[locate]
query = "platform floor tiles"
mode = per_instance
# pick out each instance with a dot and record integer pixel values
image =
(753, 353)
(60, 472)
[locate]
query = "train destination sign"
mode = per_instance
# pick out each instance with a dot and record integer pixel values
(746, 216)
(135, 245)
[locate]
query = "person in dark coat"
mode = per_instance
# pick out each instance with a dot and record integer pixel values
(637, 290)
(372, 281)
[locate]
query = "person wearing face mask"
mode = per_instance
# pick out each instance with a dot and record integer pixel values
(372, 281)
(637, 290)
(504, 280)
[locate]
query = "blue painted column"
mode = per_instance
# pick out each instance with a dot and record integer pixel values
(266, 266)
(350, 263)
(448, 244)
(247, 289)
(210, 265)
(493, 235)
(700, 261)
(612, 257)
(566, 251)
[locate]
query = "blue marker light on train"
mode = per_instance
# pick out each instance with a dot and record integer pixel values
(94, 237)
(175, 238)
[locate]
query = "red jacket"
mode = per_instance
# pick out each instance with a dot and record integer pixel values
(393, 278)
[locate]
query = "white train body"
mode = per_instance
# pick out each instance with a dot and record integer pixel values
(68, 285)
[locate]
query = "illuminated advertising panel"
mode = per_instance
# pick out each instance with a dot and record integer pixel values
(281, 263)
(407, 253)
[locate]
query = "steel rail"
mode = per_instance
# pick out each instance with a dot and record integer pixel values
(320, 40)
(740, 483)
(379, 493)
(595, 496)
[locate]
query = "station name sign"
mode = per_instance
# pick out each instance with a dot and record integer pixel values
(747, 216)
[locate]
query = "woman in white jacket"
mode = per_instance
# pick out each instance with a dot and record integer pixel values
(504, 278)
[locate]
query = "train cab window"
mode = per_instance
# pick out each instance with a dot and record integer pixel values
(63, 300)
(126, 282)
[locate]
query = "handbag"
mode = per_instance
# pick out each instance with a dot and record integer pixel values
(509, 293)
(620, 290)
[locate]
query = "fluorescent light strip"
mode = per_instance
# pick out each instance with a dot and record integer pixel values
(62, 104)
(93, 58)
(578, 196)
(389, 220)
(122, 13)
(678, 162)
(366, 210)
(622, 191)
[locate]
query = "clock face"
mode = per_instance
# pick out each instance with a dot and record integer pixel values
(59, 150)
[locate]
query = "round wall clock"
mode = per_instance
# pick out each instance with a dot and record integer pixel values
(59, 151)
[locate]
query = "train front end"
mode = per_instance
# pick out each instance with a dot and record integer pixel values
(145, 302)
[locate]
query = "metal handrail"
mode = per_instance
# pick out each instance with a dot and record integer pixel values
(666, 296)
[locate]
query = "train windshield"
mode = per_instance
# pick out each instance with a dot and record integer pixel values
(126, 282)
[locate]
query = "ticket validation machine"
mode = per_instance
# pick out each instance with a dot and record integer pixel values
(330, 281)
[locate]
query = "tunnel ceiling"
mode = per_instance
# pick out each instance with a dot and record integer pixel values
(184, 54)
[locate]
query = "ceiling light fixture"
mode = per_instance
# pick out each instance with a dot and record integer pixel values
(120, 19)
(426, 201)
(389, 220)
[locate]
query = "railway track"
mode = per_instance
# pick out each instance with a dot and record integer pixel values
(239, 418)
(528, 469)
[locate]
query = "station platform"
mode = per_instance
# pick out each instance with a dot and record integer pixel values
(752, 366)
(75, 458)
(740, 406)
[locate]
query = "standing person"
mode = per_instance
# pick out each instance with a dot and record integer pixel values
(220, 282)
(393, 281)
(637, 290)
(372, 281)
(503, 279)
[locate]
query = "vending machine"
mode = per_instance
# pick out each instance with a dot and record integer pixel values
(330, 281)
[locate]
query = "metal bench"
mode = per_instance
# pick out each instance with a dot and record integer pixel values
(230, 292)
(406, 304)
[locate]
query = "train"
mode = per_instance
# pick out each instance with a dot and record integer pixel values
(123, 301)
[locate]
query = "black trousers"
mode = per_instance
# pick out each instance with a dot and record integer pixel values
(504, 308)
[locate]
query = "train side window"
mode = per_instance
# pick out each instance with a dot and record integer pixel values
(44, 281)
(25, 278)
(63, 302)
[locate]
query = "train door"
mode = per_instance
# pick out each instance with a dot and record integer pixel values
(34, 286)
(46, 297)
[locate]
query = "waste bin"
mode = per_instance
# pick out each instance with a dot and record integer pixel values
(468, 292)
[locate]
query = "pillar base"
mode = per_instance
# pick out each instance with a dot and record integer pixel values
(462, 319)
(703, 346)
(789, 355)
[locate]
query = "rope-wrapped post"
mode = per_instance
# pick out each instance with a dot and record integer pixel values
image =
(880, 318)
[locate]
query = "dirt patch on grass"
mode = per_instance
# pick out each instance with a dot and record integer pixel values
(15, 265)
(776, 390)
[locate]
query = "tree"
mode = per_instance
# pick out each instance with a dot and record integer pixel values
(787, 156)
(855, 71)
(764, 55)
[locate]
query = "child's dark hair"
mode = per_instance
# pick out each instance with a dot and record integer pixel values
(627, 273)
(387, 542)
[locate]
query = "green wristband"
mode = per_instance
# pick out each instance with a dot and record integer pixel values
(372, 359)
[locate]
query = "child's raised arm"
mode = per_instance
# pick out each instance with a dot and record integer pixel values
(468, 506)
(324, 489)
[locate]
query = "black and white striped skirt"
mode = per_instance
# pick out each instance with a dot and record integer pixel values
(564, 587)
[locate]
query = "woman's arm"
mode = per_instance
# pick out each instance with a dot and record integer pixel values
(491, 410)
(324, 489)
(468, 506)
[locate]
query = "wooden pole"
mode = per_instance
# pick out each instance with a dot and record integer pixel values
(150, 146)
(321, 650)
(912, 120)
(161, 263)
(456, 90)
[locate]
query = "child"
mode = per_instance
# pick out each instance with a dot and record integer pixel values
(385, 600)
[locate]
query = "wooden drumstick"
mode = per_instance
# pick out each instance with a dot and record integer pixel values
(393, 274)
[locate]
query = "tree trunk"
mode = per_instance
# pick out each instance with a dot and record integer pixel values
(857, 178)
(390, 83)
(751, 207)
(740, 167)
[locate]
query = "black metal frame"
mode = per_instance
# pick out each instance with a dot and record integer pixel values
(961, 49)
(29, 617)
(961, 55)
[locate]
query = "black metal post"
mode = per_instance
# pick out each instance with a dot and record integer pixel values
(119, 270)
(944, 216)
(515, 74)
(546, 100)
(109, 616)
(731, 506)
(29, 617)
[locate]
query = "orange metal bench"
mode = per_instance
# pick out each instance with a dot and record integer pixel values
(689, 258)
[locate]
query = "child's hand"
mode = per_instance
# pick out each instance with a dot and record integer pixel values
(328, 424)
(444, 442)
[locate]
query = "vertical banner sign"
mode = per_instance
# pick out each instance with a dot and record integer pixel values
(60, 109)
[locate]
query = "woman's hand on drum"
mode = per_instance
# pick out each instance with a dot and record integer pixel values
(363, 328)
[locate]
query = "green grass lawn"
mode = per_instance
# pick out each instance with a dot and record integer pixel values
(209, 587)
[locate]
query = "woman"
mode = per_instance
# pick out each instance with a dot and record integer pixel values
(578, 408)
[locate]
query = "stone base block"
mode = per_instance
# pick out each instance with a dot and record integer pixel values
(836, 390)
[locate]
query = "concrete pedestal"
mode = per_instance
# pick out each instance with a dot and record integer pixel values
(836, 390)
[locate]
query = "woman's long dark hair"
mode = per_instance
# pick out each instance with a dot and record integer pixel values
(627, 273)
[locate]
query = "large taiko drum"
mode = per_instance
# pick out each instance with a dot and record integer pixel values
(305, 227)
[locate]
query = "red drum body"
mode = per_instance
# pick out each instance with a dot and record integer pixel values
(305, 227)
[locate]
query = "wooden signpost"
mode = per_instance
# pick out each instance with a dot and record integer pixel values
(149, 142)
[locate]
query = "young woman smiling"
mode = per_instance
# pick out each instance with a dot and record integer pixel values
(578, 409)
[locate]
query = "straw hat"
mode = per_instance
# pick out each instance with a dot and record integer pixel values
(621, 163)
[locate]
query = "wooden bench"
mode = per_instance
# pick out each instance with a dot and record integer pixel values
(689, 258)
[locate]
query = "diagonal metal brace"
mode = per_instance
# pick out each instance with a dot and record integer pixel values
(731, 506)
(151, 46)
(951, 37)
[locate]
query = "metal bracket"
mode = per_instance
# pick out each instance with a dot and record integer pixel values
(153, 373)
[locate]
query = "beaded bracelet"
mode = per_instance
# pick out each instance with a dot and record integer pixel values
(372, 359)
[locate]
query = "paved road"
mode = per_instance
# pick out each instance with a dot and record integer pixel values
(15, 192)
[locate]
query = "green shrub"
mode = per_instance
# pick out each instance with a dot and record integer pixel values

==*==

Task brief:
Count the lines in the material above that contain the string "bench", matching case exactly, and reply with the number alone.

Solution to the problem:
3